SOURCE EXCERPT ->

***

By examining those graphs in detail, Ogle could assess the emotional status of any one of the PIPER 100. But they provided more detail than Ogle could really handle during the real-time stress of a major campaign event. So Aaron had come up with a very simple, general color-coding scheme […] Red denoted fear, stress, anger, anxiety. Blue denoted negative emotions centered in higher parts of the brain: disagreement, hostility, a general lack of receptiveness. And green meant that the subject liked what they saw. (p. 372)

This immediately grabbed my attention because this is exactly what we are doing in advanced market research projects at the moment: Segmenting a population (in this case: the US electorate) in different personae that represent a larger and more important relevant part of the population under study. And a similar approach is used in innovation research, where one would also focus on “lead-users” that are ahead of their peers when it comes to the identification and experimentation with trends in their respective subject.

***

DATASET EXTRACT ->
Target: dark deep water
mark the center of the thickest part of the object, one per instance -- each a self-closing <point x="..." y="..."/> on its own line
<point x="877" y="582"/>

***

TASK SET ->
1. Answer each question from the excerpt.
(a) In the color-coding scheme, what did green mean?
(b) What page number is given for the quoted passage?
(c) In innovation research, what group does the excerpt say one would focus on?
2. Extract everything in the excerpt from "This immediately grabbed" down to "their respective subject.", copying it word for word.
You won't need the lines to do these tasks.

ANSWERS FOR THE TASKS ->
1.
(a) That the subject liked what they saw.
(b) Page 372.
(c) "Lead-users" who are ahead of their peers in identifying and experimenting with trends in their respective subject.

2.
This immediately grabbed my attention because this is exactly what we are doing in advanced market research projects at the moment: Segmenting a population (in this case: the US electorate) in different personae that represent a larger and more important relevant part of the population under study. And a similar approach is used in innovation research, where one would also focus on “lead-users” that are ahead of their peers when it comes to the identification and experimentation with trends in their respective subject.